REQUIRED ACTIONS:
[A] Return the stretch of the blog post on drinking from "So now I try" through "was my job.", copied word for word.
[B] Give only the number of lines in the entries that contain the string "woman", matching case exactly.

SELECTED PASSAGE:
— Begin —

Thursday, September 01, 2011

[My Life] Punch Drunk Kenny



I like drinking alcohol. The first few questions I ask when I enter a party is: “Where is the alcohol?” and “Who is making my drink?” Damn it, I am 30 and enjoy the moments where I can get so wasted that I look forward to waking up in some back alley, peeing on myself while recovering some repressed memories. But sadly, way too many people have seen me drunk over the last few years. I really didn’t mean for that to happen, but when you’re invited to house parties and bar events, where one thing would lead to another… Shit happens! Plus, I hate being drunk around people who either bother me or I have some kind of issue with because at some point in the night, the temporary wall I’ve built in my mind to hold back my true feelings will come crumbling down and yeah… it’s not pretty. Not pretty at all, but I can’t help myself. I am frankly not a “Let’s talk about my feelings” type a guy. I mostly keep everything in because I find that it’s better to just let it go for the moment but always remember what was done… but after that 4th or 5th rum and coke, well… The worst I’ve been was at a house party, where I drank that host of the party’s sister “Witches Brew” and had to piece together what the hell happen from videos that were posted on facebook the next few days. It seemed that I went all out and just told EVERYONE how I felt about them one by one and most of my comment were VERY inappropriate (Someone cried and block me on facebook because of it). It was a mess, especially since we had all worked together at the time and when I came into work that Monday morning it was all over the office. Another instance was me getting into a fist fight, but that’s a whole other story…

 So now I try to minimize my consumption since my funds are limited and avoid trouble in its many forms. However, that leads me into a new dilemma. For some reason all this summer I have been, as a former co-worker put it so lovely, in “Super Save A Negro” mode when I go out drinking. The company I’ve kept has gotten themselves so fucked up on the sauce that I had to make sure that they didn’t get arrested, sexually assaulted or too sick to stand so I could get them home safely. All of this ends me indulging in my own fun, which may not be such a bad thing in the long run. Maybe it’s just in my nature to care about my friends because at first I didn’t mind, but it became a constant thing, where babysitting was my job.

— End —

RECORDS FOR THIS TASK:
— Begin —

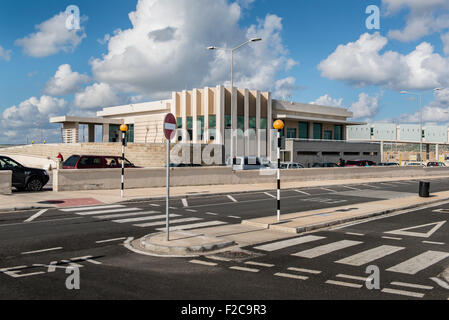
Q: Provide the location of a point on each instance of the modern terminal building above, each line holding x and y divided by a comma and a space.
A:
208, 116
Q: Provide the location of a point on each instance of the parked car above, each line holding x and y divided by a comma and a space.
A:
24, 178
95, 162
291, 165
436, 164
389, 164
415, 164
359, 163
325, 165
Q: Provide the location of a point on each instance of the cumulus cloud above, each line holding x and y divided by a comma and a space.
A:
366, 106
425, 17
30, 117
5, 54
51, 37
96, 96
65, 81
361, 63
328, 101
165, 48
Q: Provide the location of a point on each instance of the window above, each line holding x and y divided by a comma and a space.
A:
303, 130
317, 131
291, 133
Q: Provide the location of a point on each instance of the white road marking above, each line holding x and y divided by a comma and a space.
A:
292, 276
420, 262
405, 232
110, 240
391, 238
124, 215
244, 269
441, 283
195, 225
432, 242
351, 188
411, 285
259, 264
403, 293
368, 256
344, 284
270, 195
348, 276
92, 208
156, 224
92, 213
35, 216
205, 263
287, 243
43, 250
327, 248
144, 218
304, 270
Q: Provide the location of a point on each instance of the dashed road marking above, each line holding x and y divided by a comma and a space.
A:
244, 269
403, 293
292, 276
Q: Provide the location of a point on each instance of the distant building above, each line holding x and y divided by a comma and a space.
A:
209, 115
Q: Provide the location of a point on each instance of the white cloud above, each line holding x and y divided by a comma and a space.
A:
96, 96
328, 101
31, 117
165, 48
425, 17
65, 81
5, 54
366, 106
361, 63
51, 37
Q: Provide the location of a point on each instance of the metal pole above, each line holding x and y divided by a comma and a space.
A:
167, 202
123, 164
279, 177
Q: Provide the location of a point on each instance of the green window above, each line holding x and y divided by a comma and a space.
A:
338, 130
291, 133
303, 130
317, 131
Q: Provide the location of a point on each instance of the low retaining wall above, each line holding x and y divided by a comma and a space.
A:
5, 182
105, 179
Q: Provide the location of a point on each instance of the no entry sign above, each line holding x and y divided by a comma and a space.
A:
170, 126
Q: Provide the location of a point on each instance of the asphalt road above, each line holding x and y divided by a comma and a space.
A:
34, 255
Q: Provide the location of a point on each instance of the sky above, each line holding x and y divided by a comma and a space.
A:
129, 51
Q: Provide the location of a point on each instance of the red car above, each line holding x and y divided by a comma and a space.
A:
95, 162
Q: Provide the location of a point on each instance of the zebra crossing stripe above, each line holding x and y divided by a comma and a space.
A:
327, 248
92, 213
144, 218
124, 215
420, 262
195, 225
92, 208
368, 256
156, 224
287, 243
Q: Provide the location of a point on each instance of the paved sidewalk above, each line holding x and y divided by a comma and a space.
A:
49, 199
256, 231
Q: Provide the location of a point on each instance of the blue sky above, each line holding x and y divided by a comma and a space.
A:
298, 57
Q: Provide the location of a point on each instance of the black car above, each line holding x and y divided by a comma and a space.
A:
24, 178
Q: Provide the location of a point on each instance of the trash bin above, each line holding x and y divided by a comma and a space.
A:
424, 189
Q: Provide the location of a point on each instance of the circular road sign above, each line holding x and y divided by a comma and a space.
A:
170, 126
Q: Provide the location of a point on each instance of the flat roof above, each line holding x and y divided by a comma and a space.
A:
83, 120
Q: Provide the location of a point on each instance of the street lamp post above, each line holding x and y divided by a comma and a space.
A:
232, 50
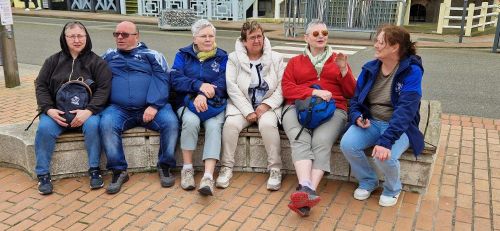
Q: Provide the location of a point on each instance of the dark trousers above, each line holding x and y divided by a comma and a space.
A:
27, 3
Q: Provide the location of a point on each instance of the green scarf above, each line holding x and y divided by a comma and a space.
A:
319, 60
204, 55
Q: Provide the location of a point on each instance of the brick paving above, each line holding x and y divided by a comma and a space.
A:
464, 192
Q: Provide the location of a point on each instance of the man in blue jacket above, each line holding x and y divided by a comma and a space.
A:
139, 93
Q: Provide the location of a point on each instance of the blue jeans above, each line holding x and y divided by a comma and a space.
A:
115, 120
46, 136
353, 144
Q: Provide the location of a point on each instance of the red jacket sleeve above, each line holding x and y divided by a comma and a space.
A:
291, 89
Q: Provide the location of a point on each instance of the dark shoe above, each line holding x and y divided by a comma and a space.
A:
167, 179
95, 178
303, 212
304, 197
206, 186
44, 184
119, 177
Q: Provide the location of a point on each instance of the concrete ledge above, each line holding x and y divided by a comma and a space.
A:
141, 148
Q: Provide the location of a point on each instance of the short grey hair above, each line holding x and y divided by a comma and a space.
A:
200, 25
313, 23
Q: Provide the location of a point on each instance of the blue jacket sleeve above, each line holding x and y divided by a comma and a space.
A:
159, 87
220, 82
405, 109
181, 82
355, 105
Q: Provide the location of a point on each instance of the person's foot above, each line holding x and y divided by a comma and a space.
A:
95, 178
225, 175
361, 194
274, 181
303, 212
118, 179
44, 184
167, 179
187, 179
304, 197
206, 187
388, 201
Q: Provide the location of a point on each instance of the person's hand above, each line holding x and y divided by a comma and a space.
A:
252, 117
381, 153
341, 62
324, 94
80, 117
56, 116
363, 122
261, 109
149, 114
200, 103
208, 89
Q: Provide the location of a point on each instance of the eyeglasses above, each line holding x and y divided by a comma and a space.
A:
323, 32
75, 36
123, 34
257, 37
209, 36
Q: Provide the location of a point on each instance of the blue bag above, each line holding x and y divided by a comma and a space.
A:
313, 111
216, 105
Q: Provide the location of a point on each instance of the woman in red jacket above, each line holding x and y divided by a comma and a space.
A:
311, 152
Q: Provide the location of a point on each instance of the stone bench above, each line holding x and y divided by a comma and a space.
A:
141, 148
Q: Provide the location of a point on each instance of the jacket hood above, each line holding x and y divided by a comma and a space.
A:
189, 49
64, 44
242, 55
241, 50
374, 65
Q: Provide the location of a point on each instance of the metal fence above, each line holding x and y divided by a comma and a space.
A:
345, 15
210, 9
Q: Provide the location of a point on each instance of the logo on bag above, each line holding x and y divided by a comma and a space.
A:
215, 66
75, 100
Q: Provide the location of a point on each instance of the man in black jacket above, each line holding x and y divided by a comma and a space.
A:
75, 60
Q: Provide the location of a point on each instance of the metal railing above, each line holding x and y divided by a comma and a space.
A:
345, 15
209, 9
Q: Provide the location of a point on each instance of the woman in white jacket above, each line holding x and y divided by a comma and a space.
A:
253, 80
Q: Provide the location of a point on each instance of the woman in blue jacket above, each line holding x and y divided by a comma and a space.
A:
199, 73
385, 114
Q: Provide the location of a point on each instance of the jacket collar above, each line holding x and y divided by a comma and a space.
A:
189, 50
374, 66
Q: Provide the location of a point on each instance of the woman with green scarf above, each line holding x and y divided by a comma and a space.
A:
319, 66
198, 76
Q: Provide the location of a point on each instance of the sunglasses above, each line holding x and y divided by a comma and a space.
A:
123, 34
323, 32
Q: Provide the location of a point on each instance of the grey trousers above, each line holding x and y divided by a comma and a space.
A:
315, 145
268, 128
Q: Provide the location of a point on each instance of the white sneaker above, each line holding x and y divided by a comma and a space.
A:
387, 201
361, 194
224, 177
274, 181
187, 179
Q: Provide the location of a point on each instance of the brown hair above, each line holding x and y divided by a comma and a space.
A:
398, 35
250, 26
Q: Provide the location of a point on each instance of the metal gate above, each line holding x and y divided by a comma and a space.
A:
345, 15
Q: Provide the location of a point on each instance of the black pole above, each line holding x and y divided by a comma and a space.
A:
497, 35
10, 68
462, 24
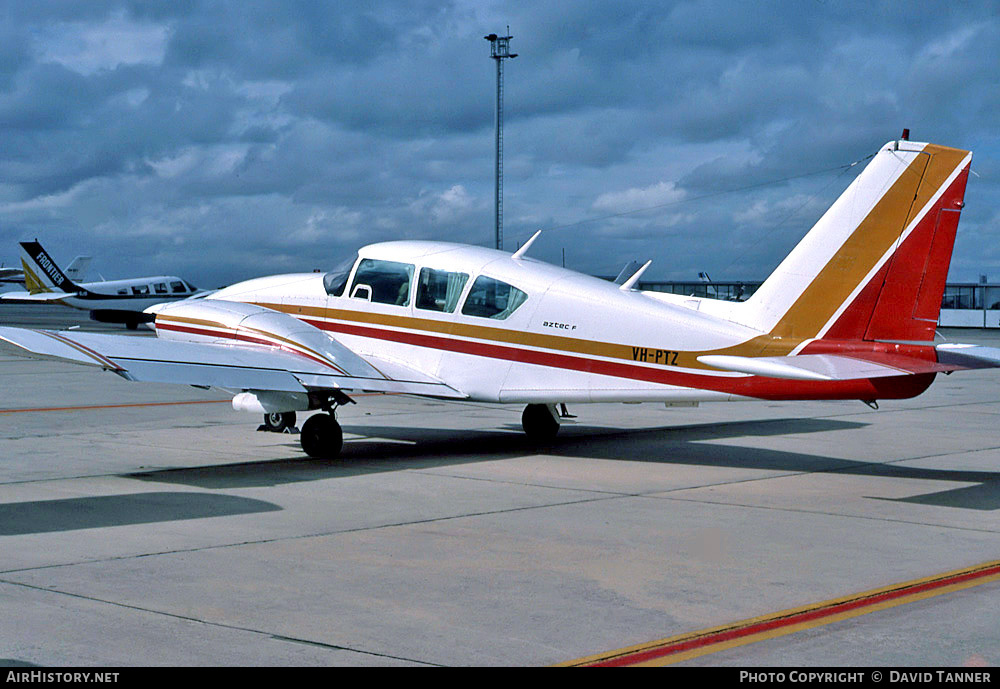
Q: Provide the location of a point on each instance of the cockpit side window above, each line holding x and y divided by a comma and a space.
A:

— End —

SOLUTIONS TO THE TASKS:
[A]
So now I try to minimize my consumption since my funds are limited and avoid trouble in its many forms. However, that leads me into a new dilemma. For some reason all this summer I have been, as a former co-worker put it so lovely, in “Super Save A Negro” mode when I go out drinking. The company I’ve kept has gotten themselves so fucked up on the sauce that I had to make sure that they didn’t get arrested, sexually assaulted or too sick to stand so I could get them home safely. All of this ends me indulging in my own fun, which may not be such a bad thing in the long run. Maybe it’s just in my nature to care about my friends because at first I didn’t mind, but it became a constant thing, where babysitting was my job.

[B] 4